Start of ENTRIES PROVIDED
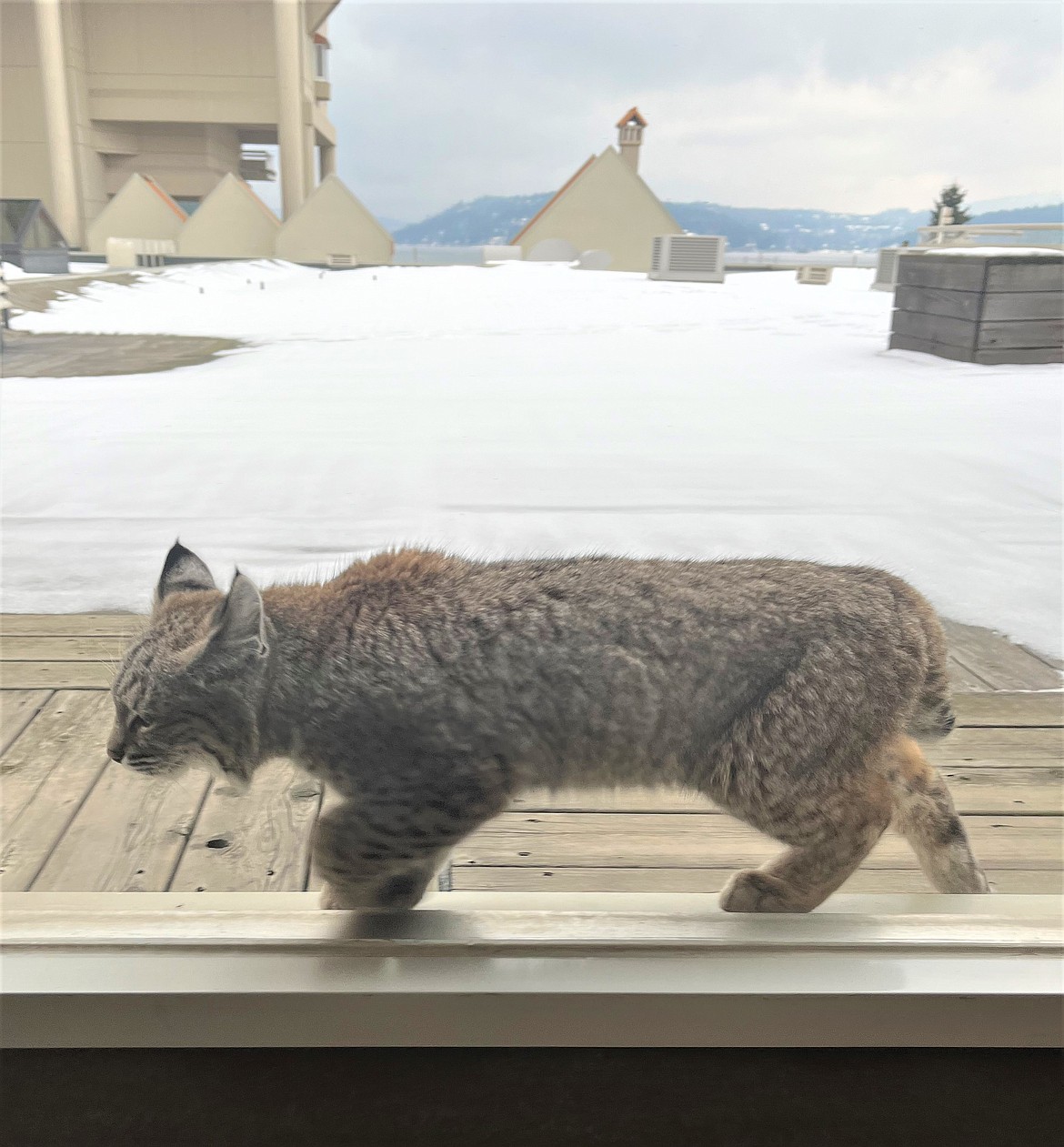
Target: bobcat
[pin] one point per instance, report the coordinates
(427, 689)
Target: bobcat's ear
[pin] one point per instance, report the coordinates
(240, 620)
(183, 571)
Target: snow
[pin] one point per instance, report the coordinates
(530, 408)
(12, 271)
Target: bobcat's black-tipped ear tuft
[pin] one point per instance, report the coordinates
(240, 620)
(183, 572)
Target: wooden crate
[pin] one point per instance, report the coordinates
(989, 308)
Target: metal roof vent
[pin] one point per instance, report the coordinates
(688, 258)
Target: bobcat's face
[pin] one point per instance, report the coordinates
(190, 690)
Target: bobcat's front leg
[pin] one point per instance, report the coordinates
(381, 850)
(370, 865)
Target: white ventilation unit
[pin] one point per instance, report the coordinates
(887, 268)
(688, 258)
(137, 253)
(817, 277)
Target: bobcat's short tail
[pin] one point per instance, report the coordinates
(933, 717)
(926, 816)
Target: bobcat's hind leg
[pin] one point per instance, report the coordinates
(828, 839)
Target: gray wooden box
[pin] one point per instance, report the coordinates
(989, 308)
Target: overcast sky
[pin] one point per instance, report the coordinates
(848, 106)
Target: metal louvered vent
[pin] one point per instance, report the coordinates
(814, 276)
(887, 268)
(688, 258)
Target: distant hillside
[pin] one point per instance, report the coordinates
(489, 219)
(1049, 212)
(497, 218)
(794, 229)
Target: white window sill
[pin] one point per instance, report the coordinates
(510, 970)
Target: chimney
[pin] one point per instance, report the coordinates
(629, 136)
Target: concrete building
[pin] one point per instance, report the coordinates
(140, 210)
(605, 206)
(96, 91)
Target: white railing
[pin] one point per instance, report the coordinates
(790, 260)
(968, 234)
(427, 255)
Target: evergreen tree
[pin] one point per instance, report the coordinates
(952, 196)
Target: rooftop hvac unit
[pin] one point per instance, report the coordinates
(818, 277)
(256, 164)
(137, 253)
(688, 258)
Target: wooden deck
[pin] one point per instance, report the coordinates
(75, 822)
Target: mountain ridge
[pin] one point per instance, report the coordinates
(497, 218)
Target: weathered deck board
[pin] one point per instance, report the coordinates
(487, 879)
(121, 625)
(17, 709)
(651, 840)
(962, 680)
(979, 747)
(127, 836)
(1000, 663)
(46, 777)
(55, 675)
(1009, 710)
(254, 843)
(75, 825)
(60, 647)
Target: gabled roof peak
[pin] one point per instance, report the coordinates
(632, 116)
End of ENTRIES PROVIDED
BRIEF:
Pictures stay out; the data above is to be returned exactly.

ANSWER SPACE:
Target: bobcat
[pin] one point per instance, report the coordinates
(427, 689)
Target: bobcat's ear
[pin] one point per instance, report the coordinates
(240, 620)
(183, 571)
Target: snow
[pin] one point per instance, report the coordinates
(530, 408)
(12, 271)
Target: bobcat's black-tipped ear tuft
[pin] one point per instance, report the coordinates
(240, 620)
(183, 572)
Target: wooden crate
[pin] one point per instance, report the coordinates
(989, 308)
Target: metal roof vent
[pin] one point per instance, report the coordinates
(688, 258)
Target: bobcat's face
[pin] one point per instance, report the coordinates
(190, 690)
Target: bobcat's front leg
[pin] one point per instance, report the coordinates
(381, 850)
(370, 865)
Target: white ventilation unit
[pin] one point per instance, report the coordinates
(887, 268)
(688, 258)
(137, 253)
(817, 277)
Target: bobcat's short tail
[pin] one point per instance, report the coordinates
(933, 717)
(926, 816)
Target: bobcat's hind leg
[pin] one point per instance, report the coordinates
(828, 839)
Target: gray wooden box
[pin] one point per instance, report the coordinates
(989, 308)
Target: overcast sky
[pin] one point per instance, report the coordinates
(848, 106)
Target: metal louvered vent
[pin] one point per instance, report the coordinates
(814, 276)
(887, 268)
(688, 258)
Target: distant hillside
[pin] one point per instance, report the coordinates
(489, 219)
(1049, 212)
(497, 218)
(794, 229)
Target: white window sill
[pin] one point per instance, report the coordinates
(510, 970)
Target: chimney
[pin] one point per instance, report the coordinates
(629, 136)
Target: concrete building
[pin] one point per instance, report the coordinates
(140, 210)
(605, 206)
(96, 91)
Target: white railing
[pin] one point per instance, report the coordinates
(790, 260)
(968, 234)
(427, 255)
Target: evergreen tree
[pin] one point per instance, report the coordinates
(952, 196)
Target: rooftop hvac unit
[pin] one point per instance, report the coordinates
(818, 277)
(256, 164)
(137, 253)
(688, 258)
Target: wooden deck
[pin] one point per instance, report the coordinates
(75, 822)
Target: mountain ridge
[pin] one point per instance, report the coordinates
(497, 218)
Target: weathered deck board
[pin] one point per instance, report the coordinates
(487, 879)
(121, 625)
(17, 709)
(651, 840)
(962, 680)
(979, 747)
(127, 836)
(1000, 663)
(46, 777)
(55, 675)
(1009, 710)
(254, 843)
(75, 825)
(60, 647)
Target: gabled roof peak
[pin] one point per instance, report the coordinates
(632, 116)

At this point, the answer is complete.